===== TEXTE SOURCE

Ainsi, M. Gilbert Casanova, président de la Chambre de commerce et d’industrie de Corse-du-Sud, connaît quelques démêlés avec les services fiscaux et l’URSSAF.
En dette d’environ 250.000 francs au titre du non-reversement de la TVA297, M. Gilbert Casanova a fait l’objet, de la part des services fiscaux, d’un avis à tiers détenteur sur l’un des comptes actifs de ses sociétés. Convoquant une conférence de presse en présence du personnel d’une société qu’il avait pourtant juridiquement transmise à son fils, il a déclaré que cette action des services fiscaux était motivée par un souci de représailles en raison des critiques sévères qu’il avait formulées quelques semaines auparavant sur la note rédigée par l’inspecteur général des finances François Cailleteau. D’après certaines indications fournies à la commission d’enquête, sa réaction n’a pas été seulement publique : des témoins ont évoqué des interventions auprès du directeur des services fiscaux et du préfet Claude Erignac lui-même. Interventions qui se sont révélées vaines, M. Gilbert Casanova ayant dû honorer sa dette.
Il était à l’évidence coutumier de ces méthodes. Le témoignage d’un ancien trésorier-payeur général a été recueilli, qui a évoqué la venue inopinée de M. Casanova dans ses locaux et les pressions personnelles qu’il exerça ce jour-là.
M. Gilbert Casanova a également été assigné devant le tribunal de commerce d’Ajaccio par l’URSSAF, le 22 décembre dernier : la requête porte sur 999.413,19 francs de cotisations sociales impayées, certaines depuis 1995298. Quelques jours plus tard, dans la nuit du 8 au 9 janvier 1998, le garage de M. Casanova était gravement endommagé par un attentat, détruisant au passage toute la comptabilité de la société299. Le comportement du tribunal de commerce à l’égard de cette requête est particulièrement étonnant. Audiencé d’abord pour le 26 janvier, le dossier a été reporté ensuite à quatre reprises, d’abord pour le 2 mars, puis pour le 20 avril, puis pour le 8 juin, enfin pour le 6 juillet. A l’issue de cette audience, le tribunal de commerce a rendu un jugement avant dire droit renvoyant l’affaire en Chambre du conseil pour le 7 septembre " pour entendre la débitrice ". Cette attitude, pour le moins indulgente du tribunal de commerce, a été justifiée par certains témoins par le souci de préserver l’emploi de la trentaine d’employés de la société et de laisser le temps à la société d’éclairer le tribunal sur sa situation, tâche rendue plus ardue par la disparition de sa comptabilité. La désignation d’un administrateur judiciaire dès la première audience aurait pu pourtant permettre d’avoir plus rapidement une juste vision des choses.

==========
===== DONNÉES EXTRAITES

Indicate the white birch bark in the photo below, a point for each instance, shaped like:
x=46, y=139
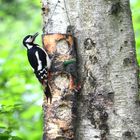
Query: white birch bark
x=107, y=107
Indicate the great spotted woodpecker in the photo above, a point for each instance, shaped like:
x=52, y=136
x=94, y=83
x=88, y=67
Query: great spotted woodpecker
x=39, y=61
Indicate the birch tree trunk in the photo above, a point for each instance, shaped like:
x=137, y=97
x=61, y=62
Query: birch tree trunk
x=107, y=107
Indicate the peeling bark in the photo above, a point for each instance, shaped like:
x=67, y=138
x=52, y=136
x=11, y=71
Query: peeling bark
x=107, y=108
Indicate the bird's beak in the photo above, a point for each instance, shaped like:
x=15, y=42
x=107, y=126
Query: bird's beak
x=35, y=35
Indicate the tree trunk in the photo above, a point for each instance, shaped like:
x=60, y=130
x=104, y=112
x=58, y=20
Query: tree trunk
x=107, y=107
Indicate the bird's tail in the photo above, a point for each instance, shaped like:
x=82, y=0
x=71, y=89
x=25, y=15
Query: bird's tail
x=47, y=92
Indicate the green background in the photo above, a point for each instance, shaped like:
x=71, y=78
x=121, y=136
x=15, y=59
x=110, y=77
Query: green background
x=20, y=93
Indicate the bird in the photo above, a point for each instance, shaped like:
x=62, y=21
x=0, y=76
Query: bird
x=39, y=61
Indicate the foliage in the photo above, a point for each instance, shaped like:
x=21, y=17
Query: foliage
x=20, y=94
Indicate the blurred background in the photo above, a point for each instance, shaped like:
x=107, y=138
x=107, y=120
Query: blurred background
x=21, y=96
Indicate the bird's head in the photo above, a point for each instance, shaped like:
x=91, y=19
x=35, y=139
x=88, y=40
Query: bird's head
x=28, y=41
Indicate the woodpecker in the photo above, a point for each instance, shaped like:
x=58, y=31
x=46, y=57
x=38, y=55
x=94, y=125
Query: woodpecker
x=39, y=61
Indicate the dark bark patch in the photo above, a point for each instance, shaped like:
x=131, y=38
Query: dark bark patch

==========

→ TRAVAIL DEMANDÉ
**1)** Dans le texte sur Gilbert Casanova, pour quelle date le tribunal de commerce renvoie-t-il l'affaire en Chambre du conseil ?
**2)** Poursuivez, s'il vous plaît, le texte sur Gilbert Casanova à partir de sa dernière phrase.
Vous n'avez pas besoin des données.

→ RÉPONSES PAR TÂCHE
**1)** Pour le 7 septembre.

**2)**
Ainsi, à l’abri de liens protéiformes et par l’utilisation de méthodes douteuses, un véritable " système-lié " se mettait progressivement en place, pour reprendre l’expression utilisée devant la commission d’enquête par un haut responsable sur l’île. Observant " l’embryon d’un système-lié, où l’argent et le pouvoir, se soutenant, se sont mis en mouvement ", il poursuivait : " le rapport de l’Inspection générale des finances sur le Crédit agricole fait apparaître que sur les mêmes dossiers, nous retrouvons ce fameux triangle de politiques qui distribuent des crédits et des autorisations, d’affairistes - grand banditisme ou nationalistes - qui investissent, recyclent ou spéculent et de certaines institutions qui sont investies pour développer une façade d’honorabilité ".
La constitution, à Bastia, du pôle de lutte contre la délinquance financière répond donc à une impérieuse nécessité pour " casser " dans les meilleurs délais un phénomène qui, s’il parvenait à se consolider encore davantage, ruinerait le rétablissement de l’État de droit en Corse.